**Objectif indiqué A:** Renvoie chaque ligne de la liste qui contient le mot « bell ».

**Texte du document:**

=====

Après une brève leçon sur la fabrication de petit bois, nous sommes allés fendre de vieilles bûches de pin et de bouleau. Le T6 ne nous a pas déçus ! Je me demande si la forme du dos de la lame joue ici un rôle, mais il a fendu le bois sans effort, même à travers les nœuds. Et quand il fallait forcer un peu, je n'ai eu aucune difficulté à frapper l'arrière du couteau pour le redresser dans le bois. Nous avons ensuite réalisé un test de la pointe, en la plantant puis en la tournant dans un bloc de bois, et le résultat a été très satisfaisant. Dans un des blocs de bois, nous avons même retrouvé une vieille balle de plomb d'un fusil de chasse, que l'on a pu facilement extraire du bois. Le jour suivant, alors que les élèves étaient partis naviguer avec Mikko, certains d'entre nous sommes restés au campement, pour surveiller le feu et préparer le repas. C'était le moment idéal pour tester les couteaux et révéler notre côté geek. La forte averse inattendue de la nuit précédente avait trempé tout notre bois de chauffage, nous avons alors commencé à y remédier. J'ai passé la matinée à fendre des bûches pour atteindre la partie sèche avec le T6. En une demi-heure seulement, j'avais déjà obtenu une bonne pile de bois fendu, il n'y avait plus qu'à préparer le repas. Ce couteau est idéal pour fendre le bois !

=====

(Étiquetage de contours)
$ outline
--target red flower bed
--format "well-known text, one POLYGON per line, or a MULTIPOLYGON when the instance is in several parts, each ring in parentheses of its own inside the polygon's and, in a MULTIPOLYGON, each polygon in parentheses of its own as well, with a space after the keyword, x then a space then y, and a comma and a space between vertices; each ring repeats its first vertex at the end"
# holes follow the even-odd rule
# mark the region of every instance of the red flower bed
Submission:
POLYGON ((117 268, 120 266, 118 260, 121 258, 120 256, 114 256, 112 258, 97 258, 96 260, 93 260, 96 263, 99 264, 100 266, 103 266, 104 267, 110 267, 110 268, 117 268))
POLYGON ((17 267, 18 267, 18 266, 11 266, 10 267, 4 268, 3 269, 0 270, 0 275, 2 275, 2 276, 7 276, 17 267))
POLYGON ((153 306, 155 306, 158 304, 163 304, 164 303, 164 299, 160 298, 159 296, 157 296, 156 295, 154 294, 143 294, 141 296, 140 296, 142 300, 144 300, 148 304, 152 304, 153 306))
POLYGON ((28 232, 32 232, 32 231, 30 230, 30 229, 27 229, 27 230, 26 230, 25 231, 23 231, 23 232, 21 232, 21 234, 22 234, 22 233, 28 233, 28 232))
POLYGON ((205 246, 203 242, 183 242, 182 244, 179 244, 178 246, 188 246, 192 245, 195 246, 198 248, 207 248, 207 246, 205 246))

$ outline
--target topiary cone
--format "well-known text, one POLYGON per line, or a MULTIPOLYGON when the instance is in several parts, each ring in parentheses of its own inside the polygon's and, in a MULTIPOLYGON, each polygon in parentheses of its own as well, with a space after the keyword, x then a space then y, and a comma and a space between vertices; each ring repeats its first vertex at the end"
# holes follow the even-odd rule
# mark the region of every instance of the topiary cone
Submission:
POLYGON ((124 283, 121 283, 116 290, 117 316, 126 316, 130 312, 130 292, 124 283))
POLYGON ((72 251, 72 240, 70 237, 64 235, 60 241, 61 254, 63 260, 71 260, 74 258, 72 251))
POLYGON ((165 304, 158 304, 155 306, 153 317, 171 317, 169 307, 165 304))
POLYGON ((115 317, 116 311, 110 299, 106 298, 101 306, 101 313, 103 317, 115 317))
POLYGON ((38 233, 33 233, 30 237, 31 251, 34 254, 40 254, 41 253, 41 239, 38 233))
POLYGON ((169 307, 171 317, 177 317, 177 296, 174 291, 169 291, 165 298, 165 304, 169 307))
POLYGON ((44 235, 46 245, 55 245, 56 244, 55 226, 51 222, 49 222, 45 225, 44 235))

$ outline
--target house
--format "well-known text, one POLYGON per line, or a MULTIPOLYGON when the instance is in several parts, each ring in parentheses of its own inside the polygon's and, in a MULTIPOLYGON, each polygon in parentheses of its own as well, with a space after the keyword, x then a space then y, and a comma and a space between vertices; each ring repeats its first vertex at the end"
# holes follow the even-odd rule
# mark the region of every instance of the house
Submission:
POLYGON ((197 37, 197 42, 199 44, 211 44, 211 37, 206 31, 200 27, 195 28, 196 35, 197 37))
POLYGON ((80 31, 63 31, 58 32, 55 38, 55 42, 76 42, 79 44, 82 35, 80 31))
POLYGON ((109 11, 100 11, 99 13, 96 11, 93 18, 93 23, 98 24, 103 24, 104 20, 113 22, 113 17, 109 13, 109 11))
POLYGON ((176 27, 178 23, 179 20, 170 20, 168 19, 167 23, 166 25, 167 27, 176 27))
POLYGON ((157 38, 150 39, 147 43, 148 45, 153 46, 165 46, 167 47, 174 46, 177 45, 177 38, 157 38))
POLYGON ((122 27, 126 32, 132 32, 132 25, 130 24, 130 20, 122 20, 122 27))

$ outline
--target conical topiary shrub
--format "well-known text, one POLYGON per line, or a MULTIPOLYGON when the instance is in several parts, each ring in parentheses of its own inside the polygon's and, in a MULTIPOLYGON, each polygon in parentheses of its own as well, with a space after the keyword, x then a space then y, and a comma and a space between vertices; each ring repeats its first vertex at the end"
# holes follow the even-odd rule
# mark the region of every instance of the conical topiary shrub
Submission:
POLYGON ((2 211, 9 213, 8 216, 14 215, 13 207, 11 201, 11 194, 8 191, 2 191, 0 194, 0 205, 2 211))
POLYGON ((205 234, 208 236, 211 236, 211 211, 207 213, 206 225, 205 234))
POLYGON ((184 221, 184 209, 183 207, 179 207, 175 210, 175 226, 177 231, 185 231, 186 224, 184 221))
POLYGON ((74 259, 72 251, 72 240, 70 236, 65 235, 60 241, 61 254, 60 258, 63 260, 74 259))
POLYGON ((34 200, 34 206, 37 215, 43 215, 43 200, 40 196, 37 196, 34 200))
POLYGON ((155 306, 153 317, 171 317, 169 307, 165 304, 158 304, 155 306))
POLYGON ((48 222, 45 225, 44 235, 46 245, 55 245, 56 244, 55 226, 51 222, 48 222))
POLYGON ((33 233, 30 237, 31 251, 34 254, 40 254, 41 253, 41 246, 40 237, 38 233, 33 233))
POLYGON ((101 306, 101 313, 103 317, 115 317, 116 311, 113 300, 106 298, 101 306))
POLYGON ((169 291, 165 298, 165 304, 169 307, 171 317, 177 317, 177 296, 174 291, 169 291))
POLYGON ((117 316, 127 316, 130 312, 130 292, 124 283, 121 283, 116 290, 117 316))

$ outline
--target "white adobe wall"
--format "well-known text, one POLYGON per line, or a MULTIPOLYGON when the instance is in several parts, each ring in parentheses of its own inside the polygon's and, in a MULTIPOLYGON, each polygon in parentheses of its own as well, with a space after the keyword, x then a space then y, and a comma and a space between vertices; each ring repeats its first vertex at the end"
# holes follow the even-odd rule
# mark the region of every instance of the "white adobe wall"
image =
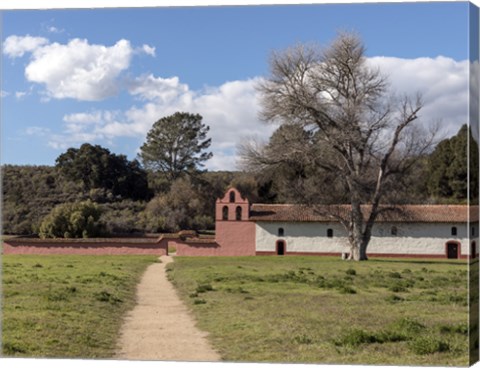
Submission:
MULTIPOLYGON (((445 243, 454 240, 461 243, 461 254, 470 252, 467 224, 389 224, 374 226, 367 253, 445 255, 445 243), (397 236, 391 235, 392 226, 397 227, 397 236), (451 228, 457 228, 457 236, 451 235, 451 228)), ((474 239, 476 238, 476 239, 474 239)), ((341 253, 348 252, 348 240, 343 227, 338 223, 256 223, 256 250, 275 252, 277 240, 285 240, 287 252, 341 253), (284 229, 279 237, 278 229, 284 229), (333 237, 327 237, 327 229, 333 229, 333 237)), ((478 228, 475 229, 478 253, 478 228)))

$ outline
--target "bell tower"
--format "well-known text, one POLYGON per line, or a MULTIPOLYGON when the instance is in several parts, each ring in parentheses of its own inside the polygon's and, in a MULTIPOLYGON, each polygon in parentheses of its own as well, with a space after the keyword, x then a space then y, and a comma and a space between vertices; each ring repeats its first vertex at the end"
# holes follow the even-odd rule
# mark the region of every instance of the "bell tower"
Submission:
POLYGON ((229 188, 223 198, 217 199, 215 221, 248 221, 250 203, 235 188, 229 188))

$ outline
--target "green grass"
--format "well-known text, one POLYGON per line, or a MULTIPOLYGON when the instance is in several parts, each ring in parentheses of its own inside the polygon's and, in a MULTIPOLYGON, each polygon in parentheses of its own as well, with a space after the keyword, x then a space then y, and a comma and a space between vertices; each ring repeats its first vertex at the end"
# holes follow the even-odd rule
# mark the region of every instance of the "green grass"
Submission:
POLYGON ((227 361, 468 365, 465 262, 176 257, 167 270, 227 361))
POLYGON ((3 258, 2 355, 108 358, 154 256, 3 258))

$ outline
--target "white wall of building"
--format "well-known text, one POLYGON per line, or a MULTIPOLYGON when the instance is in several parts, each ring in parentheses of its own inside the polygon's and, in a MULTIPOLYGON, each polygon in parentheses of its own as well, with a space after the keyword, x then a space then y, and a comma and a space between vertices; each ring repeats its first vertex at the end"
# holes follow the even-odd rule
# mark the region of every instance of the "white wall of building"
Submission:
MULTIPOLYGON (((471 228, 467 224, 447 223, 377 223, 373 228, 368 253, 445 255, 448 241, 461 243, 461 254, 470 252, 468 236, 471 228), (391 234, 392 226, 397 235, 391 234), (457 235, 452 234, 457 228, 457 235)), ((275 252, 277 240, 286 242, 287 252, 341 253, 348 252, 349 245, 343 227, 338 223, 311 222, 257 222, 256 250, 275 252), (278 229, 284 229, 284 236, 278 236, 278 229), (327 229, 333 230, 333 237, 327 237, 327 229)), ((471 239, 478 240, 478 228, 471 239)), ((478 241, 477 241, 478 252, 478 241)))

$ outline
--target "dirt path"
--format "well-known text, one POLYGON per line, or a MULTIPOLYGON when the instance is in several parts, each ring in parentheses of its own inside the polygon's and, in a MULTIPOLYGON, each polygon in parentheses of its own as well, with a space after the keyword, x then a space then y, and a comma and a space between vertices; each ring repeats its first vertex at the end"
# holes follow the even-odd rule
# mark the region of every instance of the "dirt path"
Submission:
POLYGON ((161 261, 147 268, 137 287, 137 305, 122 326, 116 358, 220 360, 167 280, 165 266, 172 258, 162 256, 161 261))

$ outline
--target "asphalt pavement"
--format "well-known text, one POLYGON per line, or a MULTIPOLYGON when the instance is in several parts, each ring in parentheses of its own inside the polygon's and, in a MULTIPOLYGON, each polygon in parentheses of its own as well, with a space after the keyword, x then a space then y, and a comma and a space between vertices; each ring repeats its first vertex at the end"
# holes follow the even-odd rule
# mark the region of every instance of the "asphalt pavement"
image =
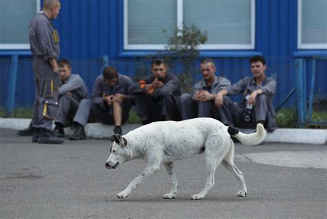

=====

**Objectif indiqué B:** Poursuis le texte sur l'essai du couteau T6 pour fendre du bois, en reprenant juste après sa dernière phrase.

**Résultat attendu A:**
--target "bell tower"
# mark the region of every instance of the "bell tower"

**Résultat attendu B:**
Par contre il est moins adapté pour les travaux tout en finesse et pour la gravure sur bois. Le T6 est en effet limité par sa forme. Il convient bien pour un débutant qui souhaite s'habituer aux gros modèles, mais moins pour un graveur expérimenté qui aurait besoin d'un couteau polyvalent. Il suffit pour faire une ou deux sardines pour une tente, peut-être même un petit piège, mais le reste n'est pas tellement réalisable. C'est dû à plusieurs raisons, mais c'est principalement sa taille qui pose problème. La largeur imposante du pommeau est bien pratique quand on attrape ce couteau pour fendre du bois, ou quand on le tient à pleine main. Mais cela rend également impossible l'utilisation de la lame dans les positions de levier de poitrine. Cette épaisseur restreint la position de votre main et le pommeau saillant est douloureux contre la poitrine. La forme de la lame n'est également pas adaptée pour les coupes en mouvement de poussée.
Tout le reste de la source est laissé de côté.